**Vos consignes**
Recopiez à l'identique, dans le texte ci-dessous sur la main gauche et la main droite de l'État, le passage allant de « La main gauche » jusqu'à « fait partie intégrante. ».

**Extrait du texte**

★ ★ ★ ★ ★ ★ ★

La main gauche et la main droite de l'État
Cette interprétation est pourtant devenue un lieu commun chez les sympathisants de gauche comme de droite : la gauche serait gauchère, et la droite droitière. C'est méconnaître qu'on peut d'une même main aider et gifler. Car malgré le rôle croissant joué par la "main droite" dans le traitement des problèmes sociaux, la surveillance opérée sur les bénéficiaires des prestations sociales et familiales versées par la "main gauche" est largement le fait de cette même main gauche. Plus exactement, le flicage n'est pas un dispositif correctif surplombant le travail social, il en fait partie intégrante.
Ni les critiques de l'État nounou ni les chantres de l'État providence ne peuvent concevoir d'imputer le potentiel liberticide de notre politique sociale à sa fonction intrinsèque. Les libéraux n'y voient qu'une assistante sociale excessivement soucieuse de son prochain, et lui rendant la vie si douce qu'il pourrait renoncer à tout effort pour "se reprendre en main". On n'est pas beaucoup plus lucide à gauche, où l'on fait certes de notre politique sociale un portrait moins flatteur… pour mieux en rejeter la faute sur coupes budgétaires et slogans de campagne responsables de la surveillance accrue sur les récipiendaires de l'aide sociale.
On comprend que le double tranchant des prestations sociales et familiales n'apparaisse pas clairement à ceux qui, de par leurs revenus, sont dispensés de jouer le rôle attendu des profils plus précaires, et de ce fait plus dépendants du fonctionnement desdites prestations. Le problème, c'est que la réflexion sur ce sujet est monopolisée par des gens qui, dans leur vie privée, ne sont manifestement pas confrontés à ces réalités. Raison pour laquelle la récente enquête sur le non-recours effectuée par la DREES ne creuse même pas les arguments du "regard social" et de la "complexité des démarches" avancés par un tiers des personnes abandonnant les démarches après un "rendez-vous des droits".

★ ★ ★ ★ ★ ★ ★

**Données d'entrée**
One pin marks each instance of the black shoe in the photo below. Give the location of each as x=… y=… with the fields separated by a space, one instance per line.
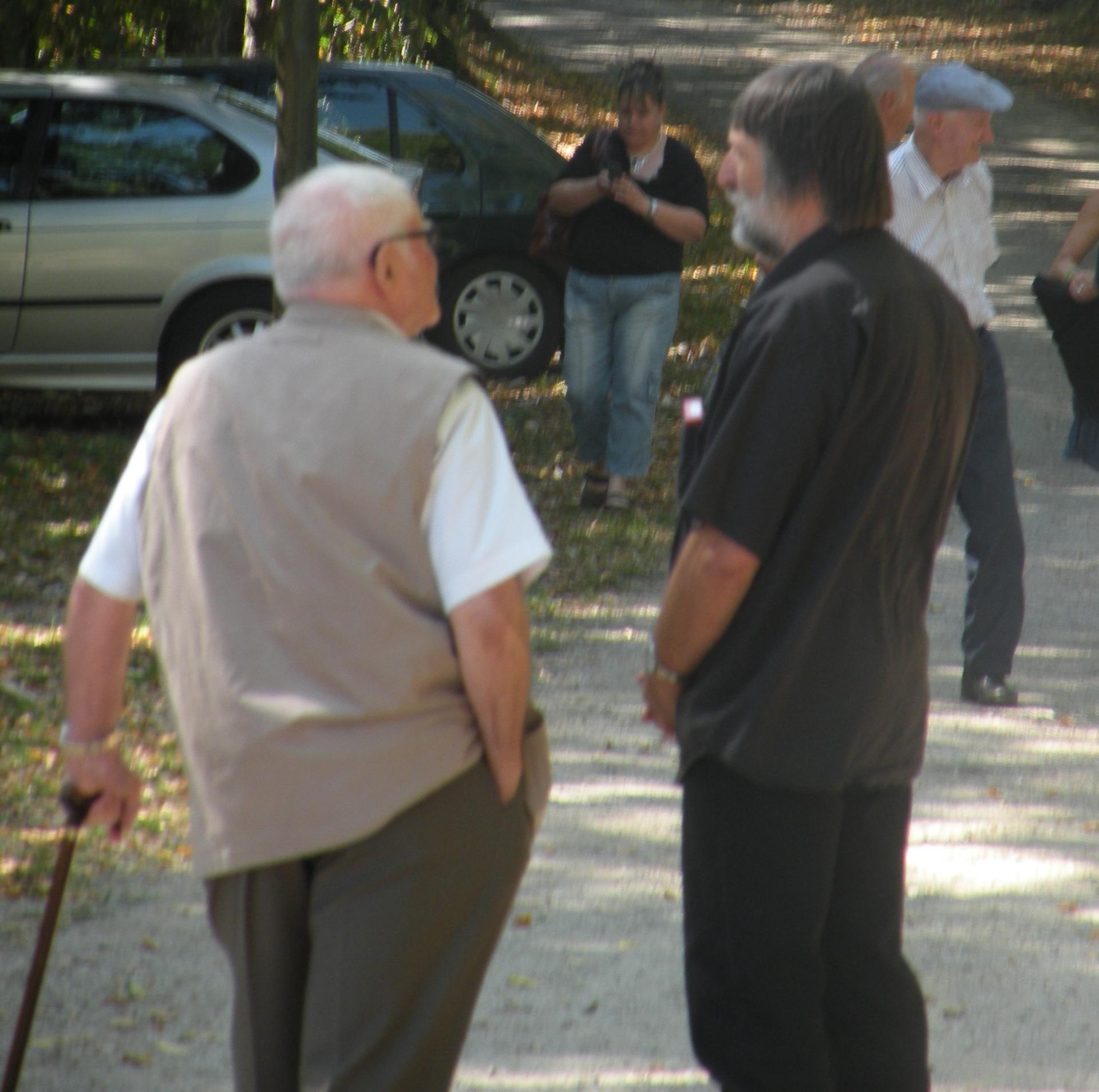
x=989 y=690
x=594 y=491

★ ★ ★ ★ ★ ★ ★

**Tâche accomplie**
La main gauche et la main droite de l'État
Cette interprétation est pourtant devenue un lieu commun chez les sympathisants de gauche comme de droite : la gauche serait gauchère, et la droite droitière. C'est méconnaître qu'on peut d'une même main aider et gifler. Car malgré le rôle croissant joué par la "main droite" dans le traitement des problèmes sociaux, la surveillance opérée sur les bénéficiaires des prestations sociales et familiales versées par la "main gauche" est largement le fait de cette même main gauche. Plus exactement, le flicage n'est pas un dispositif correctif surplombant le travail social, il en fait partie intégrante.